§ Excerpt
Set is Recursively Enumerable iff Domain of Recursive Function
Theorem
Let $S \subseteq \N$ be a set of natural numbers.
Then:
- $S$ is recursively enumerable
- There exists a recursive function $f : \N \to \N$ such that $S = \Dom f$
where $\Dom f$ is the domain of $f$.
Proof
Necessary Condition
Suppose $S$ is the empty set.
Define $\map f x = \map {\mu z} {z \ne z}$.
Then, $f$ is undefined for every $x \in \N$, and thus is defined on the empty set.
Additionally, $f$ is recursive by:
- Equality Relation is Primitive Recursive
- Set Operations on Primitive Recursive Relations
- Primitive Recursive Function is Total Recursive Function
Otherwise, let $S$ be non-empty.
Then, by Recursively Enumerable Set is Image of Primitive Recursive Function/Corollary, there exists a primitive recursive function $g : \N \to \N$ such that:
- $S = \Img g$
Define $\map f x = \map {\mu z} {\map g z = x}$.

§ Task description
Answer these questions about the theorem on recursively enumerable sets above:
1. Of what kind of numbers is $S$ a set?
2. When $S$ is the empty set, for which values of $x$ does the proof say $f$ is undefined?
3. When $S$ is non-empty, what kind of function is $g$, and what is $S$ set equal to?

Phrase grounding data

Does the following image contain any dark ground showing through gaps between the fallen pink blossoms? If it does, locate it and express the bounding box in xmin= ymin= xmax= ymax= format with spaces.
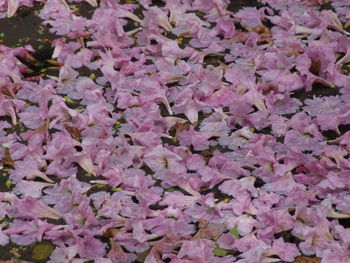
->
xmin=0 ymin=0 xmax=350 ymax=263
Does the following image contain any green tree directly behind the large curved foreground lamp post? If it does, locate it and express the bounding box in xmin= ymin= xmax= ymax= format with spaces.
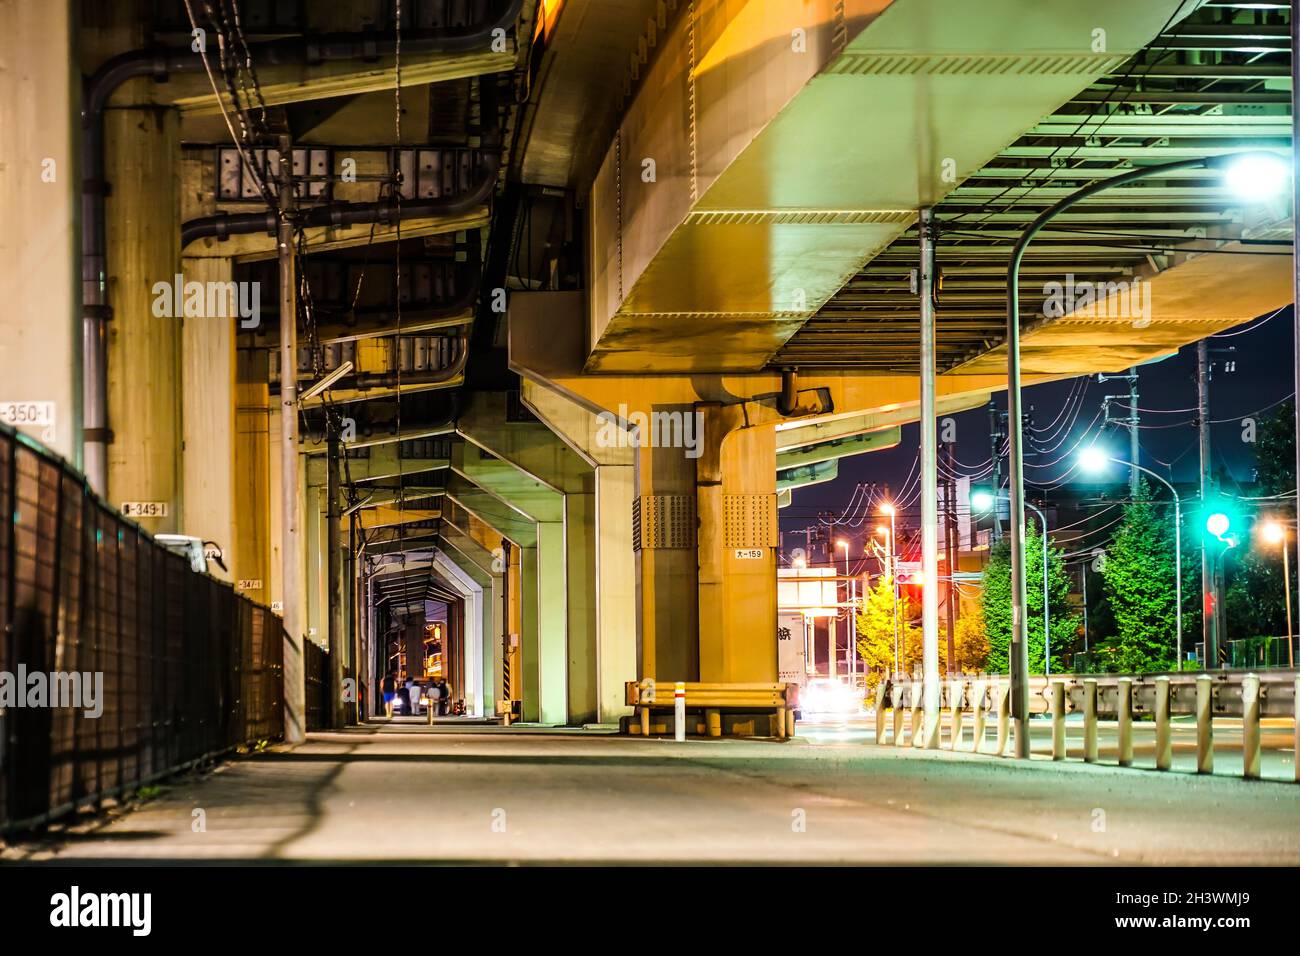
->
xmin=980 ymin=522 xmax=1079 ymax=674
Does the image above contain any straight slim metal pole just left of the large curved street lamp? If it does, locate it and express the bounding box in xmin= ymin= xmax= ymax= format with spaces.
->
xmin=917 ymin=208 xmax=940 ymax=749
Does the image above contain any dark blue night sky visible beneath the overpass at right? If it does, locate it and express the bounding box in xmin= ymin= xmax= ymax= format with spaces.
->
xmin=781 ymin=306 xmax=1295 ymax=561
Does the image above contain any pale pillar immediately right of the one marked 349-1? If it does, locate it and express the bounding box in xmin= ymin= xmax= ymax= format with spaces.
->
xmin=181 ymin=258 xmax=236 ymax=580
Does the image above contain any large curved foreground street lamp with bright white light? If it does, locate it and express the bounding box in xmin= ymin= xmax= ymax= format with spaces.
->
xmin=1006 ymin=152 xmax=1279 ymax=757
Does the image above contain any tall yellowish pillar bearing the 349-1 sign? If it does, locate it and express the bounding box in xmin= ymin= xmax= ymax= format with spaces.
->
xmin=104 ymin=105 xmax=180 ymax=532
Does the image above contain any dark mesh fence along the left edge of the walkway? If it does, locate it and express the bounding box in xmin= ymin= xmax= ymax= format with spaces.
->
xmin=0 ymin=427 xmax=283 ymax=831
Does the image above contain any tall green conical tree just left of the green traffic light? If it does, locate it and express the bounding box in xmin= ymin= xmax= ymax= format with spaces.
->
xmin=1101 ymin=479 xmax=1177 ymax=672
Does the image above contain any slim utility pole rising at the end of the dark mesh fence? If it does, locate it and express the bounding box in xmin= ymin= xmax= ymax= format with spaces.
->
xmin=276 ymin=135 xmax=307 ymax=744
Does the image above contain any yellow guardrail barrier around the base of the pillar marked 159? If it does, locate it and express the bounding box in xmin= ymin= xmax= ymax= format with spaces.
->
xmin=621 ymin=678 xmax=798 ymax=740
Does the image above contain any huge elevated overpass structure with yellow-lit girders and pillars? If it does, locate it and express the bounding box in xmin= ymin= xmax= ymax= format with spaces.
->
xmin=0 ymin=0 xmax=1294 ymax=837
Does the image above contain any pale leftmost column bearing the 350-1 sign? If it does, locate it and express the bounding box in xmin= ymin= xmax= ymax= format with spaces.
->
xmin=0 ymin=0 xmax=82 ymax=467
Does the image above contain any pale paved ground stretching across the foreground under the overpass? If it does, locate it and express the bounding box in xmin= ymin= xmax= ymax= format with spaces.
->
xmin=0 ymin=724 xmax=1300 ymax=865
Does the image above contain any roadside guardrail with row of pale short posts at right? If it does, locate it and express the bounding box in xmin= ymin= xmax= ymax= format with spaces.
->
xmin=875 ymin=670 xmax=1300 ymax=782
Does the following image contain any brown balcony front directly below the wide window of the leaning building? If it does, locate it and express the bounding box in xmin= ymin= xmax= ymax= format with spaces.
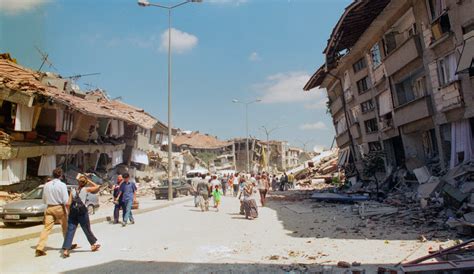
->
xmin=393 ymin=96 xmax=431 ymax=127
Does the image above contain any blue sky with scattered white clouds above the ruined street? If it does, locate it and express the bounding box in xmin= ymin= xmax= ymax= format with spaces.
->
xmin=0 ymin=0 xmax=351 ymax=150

§ Response area
1. Natural numbers.
2. Every $x \in \N$.
3. $g : \N \to \N$ is a primitive recursive function, and $S = \Img g$.